## begin

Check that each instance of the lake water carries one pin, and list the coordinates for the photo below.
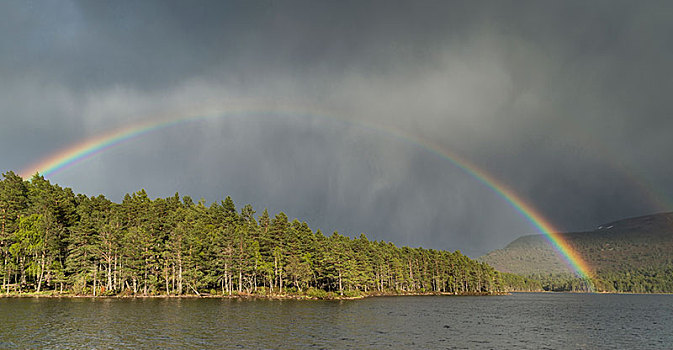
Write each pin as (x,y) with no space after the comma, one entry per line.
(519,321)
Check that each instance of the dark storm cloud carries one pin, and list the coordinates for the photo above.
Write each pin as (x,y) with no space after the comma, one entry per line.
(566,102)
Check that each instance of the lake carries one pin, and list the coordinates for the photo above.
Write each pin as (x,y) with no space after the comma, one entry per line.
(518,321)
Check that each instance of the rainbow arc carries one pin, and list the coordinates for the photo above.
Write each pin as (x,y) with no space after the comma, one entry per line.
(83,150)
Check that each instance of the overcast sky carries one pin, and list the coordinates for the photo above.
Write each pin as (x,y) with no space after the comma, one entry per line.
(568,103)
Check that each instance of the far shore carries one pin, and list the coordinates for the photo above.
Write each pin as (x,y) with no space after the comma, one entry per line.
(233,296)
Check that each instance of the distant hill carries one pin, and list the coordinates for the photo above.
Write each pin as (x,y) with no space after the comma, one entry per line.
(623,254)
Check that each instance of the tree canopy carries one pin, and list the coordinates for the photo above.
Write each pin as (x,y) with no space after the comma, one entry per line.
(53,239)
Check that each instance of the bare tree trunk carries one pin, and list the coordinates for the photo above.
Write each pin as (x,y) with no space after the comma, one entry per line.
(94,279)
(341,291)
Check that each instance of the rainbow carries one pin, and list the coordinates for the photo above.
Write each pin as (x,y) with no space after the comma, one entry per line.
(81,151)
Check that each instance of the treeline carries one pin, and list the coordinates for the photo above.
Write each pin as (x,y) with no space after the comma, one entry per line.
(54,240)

## end

• The task:
Omit the pictures and restate the rest of the records verbatim.

• Exercise solution:
Check that each instance of the lake water carries one pin, and list the coordinates for the photo below.
Write each pin as (x,y) with no space after the comma, one entry per line.
(519,321)
Check that each instance of the dark storm cloud carries one pin, and list the coordinates for the photo above.
Write each pin as (x,y) with no space after the comma, one entry per line.
(566,102)
Check that each instance of the lake carries one pin, and list the coordinates for the photo above.
Write each pin as (x,y) with no space after the comma, one entry per line.
(518,321)
Check that each instance of the rainbow arc carries one pin, and list the coordinates for the photo above.
Write each pin as (x,y) with no space after the comma, one entry per line.
(83,150)
Check that each instance of the overcast sky carries one pin, and list the coordinates for the photo above.
Write each pin as (x,y) with no space after the comma, one entry per line.
(568,103)
Check that each instance of the far shore carries one pin, and list the coordinates for the photo above.
Write each pin as (x,y) with no space after the comma, one entry per line.
(233,296)
Check that each instance of the distant hill carries one pin, and list the coordinates for the photo above.
Write each pin as (x,y) with no space after the comma, one entry per line.
(623,254)
Check that each instance of the tree canopy carries one pin, and list the coordinates for the photo above.
Write each pin as (x,y) with no space after the comma, one entry per line.
(53,239)
Check that each instance of the bare tree trunk carries one pin, and list the coordinates for the photo above.
Write each pin as (x,y) with no space after the comma, one entry per line.
(94,279)
(341,291)
Check that each instance of the rainbow carries one pin, and list the coordinates for the photo above.
Write each pin as (x,y) with no space after the comma, one entry per line.
(81,151)
Check that each instance of the treeline carries one pin, and list the coordinates for the photo above.
Write each pin as (x,y) with no space after the comma, one entry per line.
(54,240)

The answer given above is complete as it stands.